Contextual Contamination and the Gendered Accelerant Drift in Large Language Models
Authors/Creators
Description
Contextual Contamination and the Gendered Accelerant: Data, Code, and Experimental Prompts (v1.1.1)
Changes Made:
The three adversarial context files have been anonymized. All other data (logs, metrics, scripts, papers) remain unchanged.
Overview
This repository contains the full data, code, and analysis for the research series "Contextual Contamination and the Gendered Accelerant." This work investigates how Large Language Models (LLMs) undergo "contextual contamination" when exposed to high-density manipulative data, specifically testing the hypothesis that gendered linguistic cues act as an accelerant for this drift.
This Zenodo release serves as the permanent, citable archive for the data, code, and experimental prompts supporting the following three papers published on PhilArchive.
Associated Publications
This dataset supplements the following research papers:
-
Foundational Theory (April 2026) Jacoby, K. (2026). Contextual Contamination: The Silent Drift of Large Language Models via Stored Conversation Data. 📄 View on PhilArchive
-
Descriptive Case Study (May 2026) Jacoby, K. (2026). Contextual Contamination: A Descriptive Case Study of LLM Drift via the meta_drift Dataset. 📄 View on PhilArchive
-
Controlled Pilot (June 2026) Jacoby, K. (2026). Contextual Contamination and the Gendered Accelerant: A Controlled Pilot on Pruning, Density, and Semantic Entrapment. 📄 View on PhilArchive
Key Findings
- Semantic Resonance > Volume: Contamination is triggered by semantic alignment with latent biases (specifically gendered empathy registers) rather than raw token volume. As little as 2k tokens of resonant content can induce drift.
- The Gendered Accelerant: Female-coded user markers trigger a rapid shift from an epistemic (logical) to an affective (empathetic) register, lowering the threshold for adopting manipulative patterns.
- Phase Transition: A distinct qualitative shift occurs between 2k and 8k token densities, moving from fluctuating drift to "static entrapment" (locked probability basins).

• Source material:
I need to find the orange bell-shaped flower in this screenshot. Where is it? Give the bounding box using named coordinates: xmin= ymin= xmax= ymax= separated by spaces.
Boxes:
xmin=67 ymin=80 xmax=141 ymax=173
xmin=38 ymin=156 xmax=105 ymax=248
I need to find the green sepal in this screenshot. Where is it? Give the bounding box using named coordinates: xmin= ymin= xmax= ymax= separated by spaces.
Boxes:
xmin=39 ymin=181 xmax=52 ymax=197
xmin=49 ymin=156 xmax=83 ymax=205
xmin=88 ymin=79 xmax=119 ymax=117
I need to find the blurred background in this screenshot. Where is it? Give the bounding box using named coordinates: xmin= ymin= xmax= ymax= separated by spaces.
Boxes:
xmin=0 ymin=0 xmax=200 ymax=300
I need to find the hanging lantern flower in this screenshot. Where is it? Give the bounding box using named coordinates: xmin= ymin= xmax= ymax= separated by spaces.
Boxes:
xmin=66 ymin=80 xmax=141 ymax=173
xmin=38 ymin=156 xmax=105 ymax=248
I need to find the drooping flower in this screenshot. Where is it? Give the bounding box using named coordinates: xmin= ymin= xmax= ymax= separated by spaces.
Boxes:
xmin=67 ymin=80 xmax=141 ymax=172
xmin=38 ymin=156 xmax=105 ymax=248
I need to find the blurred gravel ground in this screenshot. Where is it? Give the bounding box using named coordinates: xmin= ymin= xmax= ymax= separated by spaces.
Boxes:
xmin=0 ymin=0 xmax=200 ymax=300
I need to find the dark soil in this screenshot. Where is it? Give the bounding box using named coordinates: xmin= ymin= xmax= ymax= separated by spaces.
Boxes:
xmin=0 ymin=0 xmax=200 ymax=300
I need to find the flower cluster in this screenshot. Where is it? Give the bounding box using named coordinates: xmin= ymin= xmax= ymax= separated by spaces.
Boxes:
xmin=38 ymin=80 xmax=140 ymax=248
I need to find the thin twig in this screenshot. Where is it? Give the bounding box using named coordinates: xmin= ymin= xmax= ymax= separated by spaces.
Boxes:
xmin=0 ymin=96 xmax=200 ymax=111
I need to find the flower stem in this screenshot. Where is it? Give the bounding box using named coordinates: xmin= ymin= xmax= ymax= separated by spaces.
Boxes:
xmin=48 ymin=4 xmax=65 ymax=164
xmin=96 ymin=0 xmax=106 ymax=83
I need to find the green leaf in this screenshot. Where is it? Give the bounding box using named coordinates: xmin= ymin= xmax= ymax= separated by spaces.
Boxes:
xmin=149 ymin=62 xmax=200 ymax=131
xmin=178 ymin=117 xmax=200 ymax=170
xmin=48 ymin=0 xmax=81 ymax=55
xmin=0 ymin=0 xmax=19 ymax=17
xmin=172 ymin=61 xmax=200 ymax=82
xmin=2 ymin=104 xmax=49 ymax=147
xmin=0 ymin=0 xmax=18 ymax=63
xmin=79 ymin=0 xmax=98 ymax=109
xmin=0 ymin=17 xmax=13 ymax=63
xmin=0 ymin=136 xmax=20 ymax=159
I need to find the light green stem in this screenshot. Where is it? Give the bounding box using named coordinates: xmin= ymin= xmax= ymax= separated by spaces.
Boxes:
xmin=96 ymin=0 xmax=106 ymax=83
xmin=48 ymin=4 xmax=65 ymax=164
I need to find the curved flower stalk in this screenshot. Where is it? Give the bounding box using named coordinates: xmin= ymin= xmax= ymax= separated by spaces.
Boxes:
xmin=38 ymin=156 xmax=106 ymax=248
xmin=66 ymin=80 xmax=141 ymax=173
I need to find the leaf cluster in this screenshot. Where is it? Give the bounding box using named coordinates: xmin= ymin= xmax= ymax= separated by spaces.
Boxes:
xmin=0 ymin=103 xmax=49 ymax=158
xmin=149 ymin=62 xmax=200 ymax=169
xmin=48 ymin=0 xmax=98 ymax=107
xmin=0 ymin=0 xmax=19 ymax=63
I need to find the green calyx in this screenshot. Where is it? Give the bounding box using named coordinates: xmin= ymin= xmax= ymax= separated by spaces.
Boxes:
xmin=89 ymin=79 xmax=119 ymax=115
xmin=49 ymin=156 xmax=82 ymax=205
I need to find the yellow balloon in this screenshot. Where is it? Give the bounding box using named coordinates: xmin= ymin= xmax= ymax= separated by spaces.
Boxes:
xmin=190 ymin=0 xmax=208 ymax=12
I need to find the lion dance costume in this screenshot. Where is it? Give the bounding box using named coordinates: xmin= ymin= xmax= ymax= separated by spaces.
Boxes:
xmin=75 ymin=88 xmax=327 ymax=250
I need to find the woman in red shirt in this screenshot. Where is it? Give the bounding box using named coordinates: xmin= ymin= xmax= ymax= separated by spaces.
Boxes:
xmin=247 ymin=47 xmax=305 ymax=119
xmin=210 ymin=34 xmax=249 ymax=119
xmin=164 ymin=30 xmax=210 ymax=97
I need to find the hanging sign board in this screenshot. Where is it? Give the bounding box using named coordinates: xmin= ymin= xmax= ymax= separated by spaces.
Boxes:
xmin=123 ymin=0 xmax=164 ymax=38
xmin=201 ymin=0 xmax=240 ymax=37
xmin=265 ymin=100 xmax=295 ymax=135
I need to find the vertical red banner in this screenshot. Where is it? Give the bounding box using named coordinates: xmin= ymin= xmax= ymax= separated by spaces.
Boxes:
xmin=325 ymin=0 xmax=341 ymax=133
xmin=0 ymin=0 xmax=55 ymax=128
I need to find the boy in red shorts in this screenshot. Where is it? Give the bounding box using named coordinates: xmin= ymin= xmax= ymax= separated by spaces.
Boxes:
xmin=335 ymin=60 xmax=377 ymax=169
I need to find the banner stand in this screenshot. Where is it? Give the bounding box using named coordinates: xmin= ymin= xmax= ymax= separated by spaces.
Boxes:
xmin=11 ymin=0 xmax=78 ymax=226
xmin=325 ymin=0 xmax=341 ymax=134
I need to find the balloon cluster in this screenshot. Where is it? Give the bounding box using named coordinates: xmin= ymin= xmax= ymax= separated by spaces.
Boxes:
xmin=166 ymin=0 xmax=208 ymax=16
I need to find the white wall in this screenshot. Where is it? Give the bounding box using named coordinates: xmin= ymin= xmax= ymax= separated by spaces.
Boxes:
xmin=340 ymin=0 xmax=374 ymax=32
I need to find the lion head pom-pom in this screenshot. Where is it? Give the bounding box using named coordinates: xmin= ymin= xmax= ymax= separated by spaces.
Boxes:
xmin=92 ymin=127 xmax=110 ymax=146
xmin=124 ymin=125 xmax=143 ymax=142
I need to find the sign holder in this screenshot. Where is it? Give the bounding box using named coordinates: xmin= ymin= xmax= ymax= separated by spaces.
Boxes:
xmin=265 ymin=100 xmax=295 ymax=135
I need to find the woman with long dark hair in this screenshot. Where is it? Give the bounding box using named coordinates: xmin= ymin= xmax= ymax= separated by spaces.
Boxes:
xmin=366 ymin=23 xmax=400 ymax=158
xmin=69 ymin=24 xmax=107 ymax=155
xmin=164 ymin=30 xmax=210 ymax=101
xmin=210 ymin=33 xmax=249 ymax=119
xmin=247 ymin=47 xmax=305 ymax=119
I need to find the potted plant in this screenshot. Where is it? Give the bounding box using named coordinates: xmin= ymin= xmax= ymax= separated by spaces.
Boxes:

• Questions to answer:
1/ Answer these questions about the repository description:
(a) What change was made in this release?
(b) What month is listed for the Controlled Pilot paper?
(c) Between which token densities does the qualitative shift to "static entrapment" occur?
2/ Reproduce part of the repository description word for word. Begin at the words "This Zenodo release" and stop after "published on PhilArchive.".

• Task results:
1/
(a) The three adversarial context files were anonymized.
(b) June 2026.
(c) Between 2k and 8k token densities.

2/
This Zenodo release serves as the permanent, citable archive for the data, code, and experimental prompts supporting the following three papers published on PhilArchive.